┌────────

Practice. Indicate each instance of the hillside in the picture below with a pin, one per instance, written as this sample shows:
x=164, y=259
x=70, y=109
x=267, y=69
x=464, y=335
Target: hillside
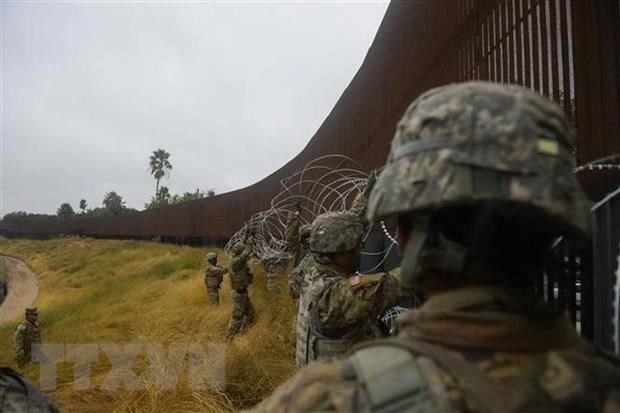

└────────

What's needed is an exact copy of every entry, minus the pictures.

Practice. Indicate each instance of the hillside in the picture below with a pin, one per instance, written as this sample shows:
x=164, y=259
x=70, y=109
x=267, y=69
x=464, y=335
Target: hillside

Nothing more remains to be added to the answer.